Written request:
Pull out every line in the items below that contains the word "rock", copying each one in full. Case counts.

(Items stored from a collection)
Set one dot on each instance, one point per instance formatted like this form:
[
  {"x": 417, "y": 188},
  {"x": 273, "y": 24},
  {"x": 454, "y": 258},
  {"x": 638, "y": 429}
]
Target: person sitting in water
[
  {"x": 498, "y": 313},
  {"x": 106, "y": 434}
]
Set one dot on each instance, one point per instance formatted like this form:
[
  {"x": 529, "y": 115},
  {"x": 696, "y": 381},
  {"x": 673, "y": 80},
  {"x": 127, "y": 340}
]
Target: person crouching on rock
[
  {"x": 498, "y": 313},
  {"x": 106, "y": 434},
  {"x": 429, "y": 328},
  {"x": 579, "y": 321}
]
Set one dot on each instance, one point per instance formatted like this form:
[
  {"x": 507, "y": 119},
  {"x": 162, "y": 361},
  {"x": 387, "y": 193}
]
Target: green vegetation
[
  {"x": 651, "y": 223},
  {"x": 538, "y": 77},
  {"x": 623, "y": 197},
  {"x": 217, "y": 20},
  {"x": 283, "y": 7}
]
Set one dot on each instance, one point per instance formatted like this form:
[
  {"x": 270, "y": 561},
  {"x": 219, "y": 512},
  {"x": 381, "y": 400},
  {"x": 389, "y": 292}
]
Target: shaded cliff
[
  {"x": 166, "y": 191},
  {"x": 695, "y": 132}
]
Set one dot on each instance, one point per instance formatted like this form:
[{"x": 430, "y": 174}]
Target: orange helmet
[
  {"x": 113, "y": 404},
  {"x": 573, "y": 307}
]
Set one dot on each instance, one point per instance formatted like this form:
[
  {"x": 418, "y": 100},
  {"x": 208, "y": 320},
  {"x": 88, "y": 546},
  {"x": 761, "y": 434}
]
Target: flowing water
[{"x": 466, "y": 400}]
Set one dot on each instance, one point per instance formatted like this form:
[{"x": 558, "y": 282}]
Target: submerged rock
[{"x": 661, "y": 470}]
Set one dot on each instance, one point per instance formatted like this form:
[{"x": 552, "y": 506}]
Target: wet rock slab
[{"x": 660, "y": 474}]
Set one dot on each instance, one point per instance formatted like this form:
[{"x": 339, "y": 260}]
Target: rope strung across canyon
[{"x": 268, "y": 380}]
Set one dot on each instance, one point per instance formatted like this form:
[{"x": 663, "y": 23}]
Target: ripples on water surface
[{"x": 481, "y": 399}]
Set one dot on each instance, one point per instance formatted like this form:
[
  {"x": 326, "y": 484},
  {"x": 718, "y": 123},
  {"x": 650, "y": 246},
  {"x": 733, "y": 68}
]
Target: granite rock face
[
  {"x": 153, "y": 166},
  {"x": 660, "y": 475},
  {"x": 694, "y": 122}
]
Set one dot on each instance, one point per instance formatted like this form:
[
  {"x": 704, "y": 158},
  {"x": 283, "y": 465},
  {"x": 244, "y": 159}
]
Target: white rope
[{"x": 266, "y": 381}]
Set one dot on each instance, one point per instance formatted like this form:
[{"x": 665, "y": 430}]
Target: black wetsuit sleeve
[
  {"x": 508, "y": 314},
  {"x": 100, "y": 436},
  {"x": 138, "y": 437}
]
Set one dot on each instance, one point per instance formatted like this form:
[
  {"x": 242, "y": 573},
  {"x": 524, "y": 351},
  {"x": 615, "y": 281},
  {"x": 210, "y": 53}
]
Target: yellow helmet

Final result:
Target: person crouching on rock
Target: submerged rock
Target: wet rock slab
Target: granite rock face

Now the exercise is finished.